Notes on a bridge

Composer Joseph Bertolozzi has recorded sounds from the Mid-Hudson Bridge to create a new kind of symphony.

|
Courtesy of Blue Wings Press
Over a period of five days, Joseph Bertolozzi used contact microphones to record the sounds of the Mid-Hudson Bridge. He produced over 1,000 audio samples by hitting the bridge with wooden and metal mallets, logs, and hammers.
|
Courtesy of Blue Wings Press
Composer Joseph Bertolozzi attempts to play the Mid-Hudson Bridge like a violin by bowing a section of the bridge in Poughkeepsie, N.Y.

For most of his career Joseph Bertolozzi has written music for symphony orchestras. But his most recent composition was written for an instrument towering 135 feet above the Hudson River: The Franklin D. Roosevelt Bridge in Poughkeepsie, N.Y.

For five years the New York composer has been fixated on making the Franklin Delano Roosevelt Bridge (also known as the Mid-Hudson Bridge) sing. His whole love affair with the suspension bridge began in 2004 after his wife playfully gestured at a poster picturing the Eiffel Tower while making a musical noise. Bertolozzi says the random incident inspired him to find a way to play the Eiffel Tower, but not knowing anyone in Paris or how to speak French, he settled on finding a structure closer to home.

His quest was not easy. He made trips to the local library digging up books on bridge construction, physics, and metallurgy. He spoke to an engineer and learned about how different types of paint might affect the sounds he planned to record. And he met with the New York Bridge Authority many times to try and convince them that he was not a "nut case."

A year or two later, Bertolozzi found his bridge. Situated between Highland, N.Y., and Poughkeepsie, the Mid-Hudson Bridge became his coveted instrument.

Though he had found the perfect bridge, he would have little time to record music. Bertolozzi was only allotted three days in 2006 and two days in 2007 to record sounds from the bridge. Over those five days, he brought along a sound engineer and asked bridge laborers to record sounds that were higher up and harder to reach. Using contact microphones to capture the sounds, Bertolozzi struck the various parts of the bridge – including guardrails, spindles, and girders – with wooden and metal mallets, hammers, and logs. Within five days, he had recorded 1,000 samples, which he later categorized by sound and note in his computer to begin composing "Bridge Music."

## Data records

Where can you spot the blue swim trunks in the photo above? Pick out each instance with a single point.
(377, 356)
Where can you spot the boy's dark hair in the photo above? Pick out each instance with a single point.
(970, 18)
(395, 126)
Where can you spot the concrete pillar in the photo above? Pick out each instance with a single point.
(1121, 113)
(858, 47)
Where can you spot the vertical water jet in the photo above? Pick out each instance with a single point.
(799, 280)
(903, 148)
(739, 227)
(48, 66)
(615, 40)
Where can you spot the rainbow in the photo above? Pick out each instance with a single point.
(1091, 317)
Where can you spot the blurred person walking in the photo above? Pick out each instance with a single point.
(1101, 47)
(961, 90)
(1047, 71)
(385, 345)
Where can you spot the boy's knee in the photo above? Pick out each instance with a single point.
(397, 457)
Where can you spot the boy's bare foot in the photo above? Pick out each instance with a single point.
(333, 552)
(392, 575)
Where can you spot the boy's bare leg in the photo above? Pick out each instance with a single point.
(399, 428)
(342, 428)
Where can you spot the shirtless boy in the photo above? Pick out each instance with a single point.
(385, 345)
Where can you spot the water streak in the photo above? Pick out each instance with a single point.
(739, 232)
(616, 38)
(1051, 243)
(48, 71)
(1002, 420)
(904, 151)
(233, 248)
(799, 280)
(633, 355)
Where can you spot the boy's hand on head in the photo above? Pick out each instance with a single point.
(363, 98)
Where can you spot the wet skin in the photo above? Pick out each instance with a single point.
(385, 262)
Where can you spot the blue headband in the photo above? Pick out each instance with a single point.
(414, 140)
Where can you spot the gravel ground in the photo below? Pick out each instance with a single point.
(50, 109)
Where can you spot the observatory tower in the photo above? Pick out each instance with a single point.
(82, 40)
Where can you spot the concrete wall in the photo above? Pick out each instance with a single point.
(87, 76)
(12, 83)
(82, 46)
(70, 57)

## What to do
a: Repeat the records word for word, from the line with "Where can you spot the rainbow" through the last line of the records.
b: Write the next part of the text about the bridge symphony, picking up after its last sentence.
The text and the records are unrelated material.

## Per-task answers
a:
Where can you spot the rainbow in the photo above? Pick out each instance with a single point.
(1091, 317)
Where can you spot the blurred person walking in the photo above? Pick out each instance with a single point.
(1101, 47)
(961, 90)
(1047, 71)
(385, 345)
Where can you spot the boy's knee in the photo above? Pick out each instance with a single point.
(397, 457)
Where can you spot the boy's bare foot in the photo above? Pick out each instance with a single point.
(333, 552)
(392, 575)
Where can you spot the boy's bare leg in the photo above? Pick out each instance with a single point.
(399, 428)
(342, 428)
Where can you spot the shirtless boy in the photo above? Pick out each instance with a single point.
(385, 345)
Where can you spot the water streak in the photo above? Pick out each instance with a single point.
(739, 232)
(616, 38)
(1051, 243)
(48, 71)
(1002, 420)
(904, 151)
(233, 248)
(799, 280)
(633, 355)
Where can you spot the boy's hand on head in the photo above? Pick out each instance with a single point.
(363, 98)
Where can you spot the wet skin in the photo above? Pick out each instance with a single point.
(385, 262)
Where can you spot the blue headband in the photo above? Pick out each instance with a single point.
(414, 140)
Where can you spot the gravel ground in the photo below? Pick out each instance with a single point.
(50, 109)
Where can you spot the observatory tower in the photo above? Pick out each instance with a single point.
(82, 40)
Where can you spot the concrete wall in the photo above? Pick out each instance with a single point.
(87, 76)
(12, 83)
(82, 46)
(70, 57)

b:
The composition process was unlike anything he had ever experienced. "It's not tuned like a guitar or a piano," Bertolozzi says, noting that certain parts of the bridge when struck would create two or three notes simultaneously. Though he was accustomed to writing compositions for percussion and the organ, Bertolozzi's notation sheets for the bridge music featured rather different parts for 24 "musicians," such as guardrails and signs.

None of his music, he says, was electronically manipulated. "You're hearing the bridge exactly the way it sounds," he says. "You'll think you're hearing a bell or a bass guitar. All those sounds are the bridge itself."

Originally, Bertolozzi intended to write the music for live concerts. The composer aspired to hold a series of concerts with 24 musicians playing different parts of the bridge, but limited funding put that dream on hold.

What has resulted, however, is a full-length, 11-track album titled "Bridge Music." The album, which was released on May 26, has already placed No. 18 on the Billboard classical crossover chart and is ranked No. 39 on the Billboard classical chart.

In addition to the album's release, a permanent installation of Bertolozzi's bridge music launched on June 6 on the Mid-Hudson Bridge so that all could experience the unique genre of music. On either end of the bridge, visitors can press buttons on a listening station to hear various parts of the bridge as well as samples of "Bridge Music." Drivers can also hear the music from their vehicles. As they pass over the suspension bridge and tune into 95.3 FM on their radios they are met with a rhythmic symphony of steel that mimics city street drummers.

Bertolozzi isn't the first to use a bridge as an instrument. In 2006, San Francisco artist Bill Fontana placed eight vibration sensors on the Millennium Bridge in London to gather ambient noise. The noise was then directly piped into the Tate Modern's Turbine Hall, an art gallery, and a subway station. Since 2002, sound artist Jodi Rose has focused on recording the sounds of bridge cables on the Brooklyn Bridge in New York and the Anzac Bridge in Sydney, Australia, among many others, to compose experimental music for her project "Singing Bridges."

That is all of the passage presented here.